▶ **Brief**: Please output each entry in the material beneath exactly as shown.

*** Source records Section Begins ***

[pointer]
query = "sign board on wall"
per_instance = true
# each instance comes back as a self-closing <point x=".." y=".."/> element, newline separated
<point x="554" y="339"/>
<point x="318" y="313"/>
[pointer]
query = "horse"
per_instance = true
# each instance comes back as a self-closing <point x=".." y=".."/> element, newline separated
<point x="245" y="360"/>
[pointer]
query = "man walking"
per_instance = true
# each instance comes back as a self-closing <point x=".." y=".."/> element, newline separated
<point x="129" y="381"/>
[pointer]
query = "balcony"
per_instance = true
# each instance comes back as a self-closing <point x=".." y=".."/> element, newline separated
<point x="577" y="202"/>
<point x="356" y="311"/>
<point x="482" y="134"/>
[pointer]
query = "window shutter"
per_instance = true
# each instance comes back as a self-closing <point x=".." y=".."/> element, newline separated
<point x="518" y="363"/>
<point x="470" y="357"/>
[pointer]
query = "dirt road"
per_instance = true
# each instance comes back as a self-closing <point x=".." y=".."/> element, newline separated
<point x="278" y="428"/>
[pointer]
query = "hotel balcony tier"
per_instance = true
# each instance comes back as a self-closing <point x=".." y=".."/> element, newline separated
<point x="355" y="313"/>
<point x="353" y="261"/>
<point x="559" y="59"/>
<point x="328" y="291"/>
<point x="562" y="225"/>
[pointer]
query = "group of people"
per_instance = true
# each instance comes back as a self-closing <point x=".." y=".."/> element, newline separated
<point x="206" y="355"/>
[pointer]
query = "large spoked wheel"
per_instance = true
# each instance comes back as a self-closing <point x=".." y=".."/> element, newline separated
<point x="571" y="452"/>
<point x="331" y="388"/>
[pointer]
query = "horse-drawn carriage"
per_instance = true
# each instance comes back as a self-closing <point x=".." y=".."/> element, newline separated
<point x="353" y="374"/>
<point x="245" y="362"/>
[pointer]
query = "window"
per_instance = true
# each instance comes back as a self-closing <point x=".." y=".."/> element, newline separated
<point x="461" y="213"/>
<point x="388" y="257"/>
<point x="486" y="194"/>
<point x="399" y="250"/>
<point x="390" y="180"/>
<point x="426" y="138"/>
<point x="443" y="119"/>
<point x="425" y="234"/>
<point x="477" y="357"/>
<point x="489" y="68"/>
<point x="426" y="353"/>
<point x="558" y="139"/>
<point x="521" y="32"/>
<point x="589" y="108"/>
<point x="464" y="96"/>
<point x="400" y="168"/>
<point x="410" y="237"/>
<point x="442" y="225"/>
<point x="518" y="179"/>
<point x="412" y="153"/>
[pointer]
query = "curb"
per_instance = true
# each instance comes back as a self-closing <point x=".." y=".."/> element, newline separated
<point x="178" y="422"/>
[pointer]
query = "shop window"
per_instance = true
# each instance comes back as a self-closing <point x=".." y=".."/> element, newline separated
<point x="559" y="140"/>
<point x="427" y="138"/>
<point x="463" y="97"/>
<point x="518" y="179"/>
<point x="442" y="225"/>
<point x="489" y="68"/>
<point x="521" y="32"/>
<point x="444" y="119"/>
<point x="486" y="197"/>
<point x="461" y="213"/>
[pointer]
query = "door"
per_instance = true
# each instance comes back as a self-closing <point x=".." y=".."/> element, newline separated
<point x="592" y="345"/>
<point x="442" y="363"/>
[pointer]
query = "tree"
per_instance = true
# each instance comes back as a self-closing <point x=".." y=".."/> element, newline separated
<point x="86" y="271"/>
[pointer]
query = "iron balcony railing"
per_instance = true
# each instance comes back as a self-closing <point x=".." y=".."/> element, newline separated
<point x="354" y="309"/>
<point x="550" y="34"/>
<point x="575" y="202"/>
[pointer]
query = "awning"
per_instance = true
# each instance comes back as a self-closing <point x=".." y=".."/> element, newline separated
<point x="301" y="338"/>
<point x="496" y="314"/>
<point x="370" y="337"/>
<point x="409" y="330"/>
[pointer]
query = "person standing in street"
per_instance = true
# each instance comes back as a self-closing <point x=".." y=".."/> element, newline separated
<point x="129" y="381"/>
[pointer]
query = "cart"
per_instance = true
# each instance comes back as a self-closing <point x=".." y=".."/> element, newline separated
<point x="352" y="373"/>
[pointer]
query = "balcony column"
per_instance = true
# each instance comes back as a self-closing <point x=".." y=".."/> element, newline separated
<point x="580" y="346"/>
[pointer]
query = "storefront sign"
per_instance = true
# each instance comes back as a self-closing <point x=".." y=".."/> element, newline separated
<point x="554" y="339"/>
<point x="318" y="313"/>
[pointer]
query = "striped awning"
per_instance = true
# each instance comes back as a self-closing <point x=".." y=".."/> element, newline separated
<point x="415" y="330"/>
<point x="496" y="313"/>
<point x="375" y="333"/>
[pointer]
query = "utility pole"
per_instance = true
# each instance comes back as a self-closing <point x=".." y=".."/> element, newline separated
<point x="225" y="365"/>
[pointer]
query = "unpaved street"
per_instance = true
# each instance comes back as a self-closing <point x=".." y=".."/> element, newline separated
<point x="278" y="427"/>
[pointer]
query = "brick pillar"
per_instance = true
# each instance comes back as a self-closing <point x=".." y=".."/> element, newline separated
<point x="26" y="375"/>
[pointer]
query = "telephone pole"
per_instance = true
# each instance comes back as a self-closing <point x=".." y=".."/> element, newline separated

*** Source records Section Ends ***

▶ **Answer space**:
[pointer]
query = "sign board on wall"
per_instance = true
# each instance comes back as a self-closing <point x=".." y=".."/> element, newline separated
<point x="554" y="339"/>
<point x="318" y="313"/>
[pointer]
query = "horse"
per_instance = true
# each instance comes back as a self-closing <point x=".." y=".."/> element, newline separated
<point x="245" y="360"/>
[pointer]
query = "man walking"
per_instance = true
# each instance comes back as a self-closing <point x=".." y=".."/> element, newline separated
<point x="129" y="381"/>
[pointer]
query = "balcony"
per_instance = true
# each instance comes back as a self-closing <point x=".." y=".."/> element, newline separated
<point x="577" y="202"/>
<point x="356" y="311"/>
<point x="482" y="134"/>
[pointer]
query = "window shutter"
per_instance = true
# each instance comes back as a self-closing <point x=".." y=".."/> element, newline separated
<point x="518" y="363"/>
<point x="470" y="357"/>
[pointer]
query = "dirt road"
per_instance = true
# each instance comes back as a self-closing <point x=".." y=".."/> element, newline separated
<point x="278" y="428"/>
[pointer]
query = "hotel balcony tier"
per_instance = true
# each instance comes back as a self-closing <point x=".." y=".."/> element, newline separated
<point x="355" y="313"/>
<point x="353" y="261"/>
<point x="559" y="59"/>
<point x="328" y="291"/>
<point x="562" y="225"/>
[pointer]
query = "group of people"
per_instance = true
# each instance comes back as a self-closing <point x=".." y=".."/> element, newline separated
<point x="206" y="355"/>
[pointer]
query = "large spoked wheel"
per_instance = true
# each instance comes back as a self-closing <point x=".." y=".."/> element, newline separated
<point x="571" y="452"/>
<point x="331" y="388"/>
[pointer]
query = "horse-drawn carriage"
per_instance = true
# each instance comes back as a self-closing <point x=".." y=".."/> element, newline separated
<point x="353" y="374"/>
<point x="245" y="362"/>
[pointer]
query = "window"
per_instance = true
# each instance comes back as a self-closing <point x=".." y=".."/> element, newline separated
<point x="461" y="213"/>
<point x="388" y="257"/>
<point x="486" y="194"/>
<point x="399" y="250"/>
<point x="390" y="180"/>
<point x="426" y="138"/>
<point x="443" y="119"/>
<point x="425" y="234"/>
<point x="477" y="357"/>
<point x="489" y="68"/>
<point x="426" y="353"/>
<point x="558" y="139"/>
<point x="521" y="32"/>
<point x="589" y="108"/>
<point x="464" y="96"/>
<point x="400" y="168"/>
<point x="410" y="237"/>
<point x="442" y="225"/>
<point x="518" y="179"/>
<point x="412" y="153"/>
[pointer]
query = "curb"
per_instance = true
# each instance comes back as a self-closing <point x=".." y=".."/> element, newline separated
<point x="178" y="422"/>
[pointer]
query = "shop window"
per_instance = true
# each instance comes back as a self-closing <point x=".." y=".."/> element, newline separated
<point x="559" y="140"/>
<point x="427" y="138"/>
<point x="463" y="97"/>
<point x="518" y="179"/>
<point x="442" y="225"/>
<point x="489" y="68"/>
<point x="521" y="32"/>
<point x="444" y="119"/>
<point x="486" y="197"/>
<point x="461" y="213"/>
[pointer]
query = "door"
per_instance = true
# each instance comes back as a self-closing <point x=".." y=".."/> element, newline separated
<point x="592" y="345"/>
<point x="442" y="363"/>
[pointer]
query = "tree"
per_instance = true
# each instance comes back as a self-closing <point x=".." y=".."/> element, newline separated
<point x="86" y="271"/>
[pointer]
query = "iron balcony railing"
per_instance = true
# each instance comes back as a self-closing <point x=".." y=".."/> element, newline separated
<point x="354" y="309"/>
<point x="550" y="34"/>
<point x="575" y="202"/>
[pointer]
query = "awning"
per_instance = true
# each instance comes back as a self-closing <point x=".." y=".."/> element, newline separated
<point x="301" y="338"/>
<point x="496" y="314"/>
<point x="370" y="337"/>
<point x="409" y="330"/>
[pointer]
query = "person standing in street"
per_instance = true
# each instance comes back as a self-closing <point x=".." y=".."/> element, newline separated
<point x="129" y="381"/>
[pointer]
query = "cart"
per_instance = true
# each instance comes back as a self-closing <point x=".." y=".."/> element, newline separated
<point x="352" y="373"/>
[pointer]
query = "balcony column"
per_instance = true
# each instance comes back as a self-closing <point x=".." y=".."/> element, newline separated
<point x="580" y="346"/>
[pointer]
query = "storefront sign"
per_instance = true
# each instance comes back as a self-closing <point x=".." y=".."/> element, newline separated
<point x="554" y="339"/>
<point x="318" y="313"/>
[pointer]
query = "striped awning"
per_instance = true
# each instance comes back as a self-closing <point x=".." y=".."/> element, newline separated
<point x="415" y="330"/>
<point x="496" y="313"/>
<point x="375" y="333"/>
[pointer]
query = "utility pole"
per_instance = true
# each instance comes back as a self-closing <point x=".." y=".."/> element, newline separated
<point x="225" y="365"/>
[pointer]
query = "unpaved street"
per_instance = true
# each instance comes back as a self-closing <point x=".." y=".."/> element, newline separated
<point x="278" y="427"/>
[pointer]
query = "brick pillar"
per_instance = true
# each instance comes back as a self-closing <point x=".." y=".."/> element, newline separated
<point x="26" y="375"/>
[pointer]
query = "telephone pole"
per_instance = true
# each instance comes back as a self-closing <point x=".." y=".."/> element, newline separated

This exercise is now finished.